# Exploring Hist

In [None]:
# Make the necessary imports
from hist import Hist
import hist
import numpy as np
import matplotlib.pyplot as plt

# Make a random number generator
rng = np.random.default_rng()

Let's make a 1d dataset to run on.

In [None]:
data1 = rng.normal(3.5, 2.5, size=1_000_000)

This is a random, gaussian dataset. If you wanted to visualize it, you would probably would _NOT_ do this (plotting only the first 1,000 points just to keep SVG/PDF backends from bogging down):

In [None]:
plt.plot(data1[:1_000], '.');

Instead, we would want to look at this data using a histogram. Let's start with the basics. We will create a basic histogram and then perform some operations on it.

_Remember that the histogram here is an object, which is really helpful for a lot of things! :)_

## The histogram object

Now, let's see what a Histogram object looks like.

In [None]:
h = hist.Hist(hist.axis.Regular(300, -5, 10, name="x"))
h.fill(data1)

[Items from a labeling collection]
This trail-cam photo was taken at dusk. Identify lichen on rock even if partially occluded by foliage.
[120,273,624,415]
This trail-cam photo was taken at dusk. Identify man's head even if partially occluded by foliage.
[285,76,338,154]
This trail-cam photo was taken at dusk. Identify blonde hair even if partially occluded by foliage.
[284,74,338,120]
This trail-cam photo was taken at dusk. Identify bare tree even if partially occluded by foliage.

* * *

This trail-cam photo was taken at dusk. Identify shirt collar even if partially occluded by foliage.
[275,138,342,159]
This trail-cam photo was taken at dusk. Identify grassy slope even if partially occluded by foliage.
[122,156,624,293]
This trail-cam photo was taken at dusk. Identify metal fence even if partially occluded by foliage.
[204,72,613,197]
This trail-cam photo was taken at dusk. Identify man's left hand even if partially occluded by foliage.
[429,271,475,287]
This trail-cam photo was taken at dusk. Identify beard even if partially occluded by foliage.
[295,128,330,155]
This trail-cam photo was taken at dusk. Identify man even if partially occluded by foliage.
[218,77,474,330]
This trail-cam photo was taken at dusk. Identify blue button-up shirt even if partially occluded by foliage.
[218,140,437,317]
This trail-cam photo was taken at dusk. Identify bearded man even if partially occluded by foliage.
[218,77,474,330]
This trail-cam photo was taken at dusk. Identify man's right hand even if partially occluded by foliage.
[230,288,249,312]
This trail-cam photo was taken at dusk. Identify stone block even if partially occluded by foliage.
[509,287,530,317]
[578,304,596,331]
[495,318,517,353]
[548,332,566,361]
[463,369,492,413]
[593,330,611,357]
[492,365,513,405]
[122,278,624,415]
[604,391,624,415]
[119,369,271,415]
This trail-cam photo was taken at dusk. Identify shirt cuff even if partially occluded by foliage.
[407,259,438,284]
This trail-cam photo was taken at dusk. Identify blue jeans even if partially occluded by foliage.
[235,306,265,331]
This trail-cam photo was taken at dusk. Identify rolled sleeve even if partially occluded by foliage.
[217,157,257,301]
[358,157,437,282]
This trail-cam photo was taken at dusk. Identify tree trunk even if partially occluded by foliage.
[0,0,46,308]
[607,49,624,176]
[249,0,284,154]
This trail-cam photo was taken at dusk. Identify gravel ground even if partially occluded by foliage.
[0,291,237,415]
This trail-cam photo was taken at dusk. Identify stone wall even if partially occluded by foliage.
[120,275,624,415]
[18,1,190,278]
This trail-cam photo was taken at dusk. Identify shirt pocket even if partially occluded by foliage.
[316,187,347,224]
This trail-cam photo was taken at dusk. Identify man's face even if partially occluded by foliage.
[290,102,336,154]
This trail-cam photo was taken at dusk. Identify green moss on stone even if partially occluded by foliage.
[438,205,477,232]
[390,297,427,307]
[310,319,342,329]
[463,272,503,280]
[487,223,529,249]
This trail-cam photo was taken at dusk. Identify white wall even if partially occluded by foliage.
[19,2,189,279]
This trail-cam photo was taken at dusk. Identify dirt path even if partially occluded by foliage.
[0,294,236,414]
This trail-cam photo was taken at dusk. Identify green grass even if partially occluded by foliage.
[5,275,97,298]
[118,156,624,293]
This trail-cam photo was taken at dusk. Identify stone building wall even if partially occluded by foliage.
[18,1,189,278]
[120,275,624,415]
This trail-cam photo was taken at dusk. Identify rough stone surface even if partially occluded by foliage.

→ **WHAT IS NEEDED**
Retype the whole Hist notebook, word for word and line for line. None of these rows are needed.

→ **REPLY**
# Exploring Hist

In [None]:
# Make the necessary imports
from hist import Hist
import hist
import numpy as np
import matplotlib.pyplot as plt

# Make a random number generator
rng = np.random.default_rng()

Let's make a 1d dataset to run on.

In [None]:
data1 = rng.normal(3.5, 2.5, size=1_000_000)

This is a random, gaussian dataset. If you wanted to visualize it, you would probably would _NOT_ do this (plotting only the first 1,000 points just to keep SVG/PDF backends from bogging down):

In [None]:
plt.plot(data1[:1_000], '.');

Instead, we would want to look at this data using a histogram. Let's start with the basics. We will create a basic histogram and then perform some operations on it.

_Remember that the histogram here is an object, which is really helpful for a lot of things! :)_

## The histogram object

Now, let's see what a Histogram object looks like.

In [None]:
h = hist.Hist(hist.axis.Regular(300, -5, 10, name="x"))
h.fill(data1)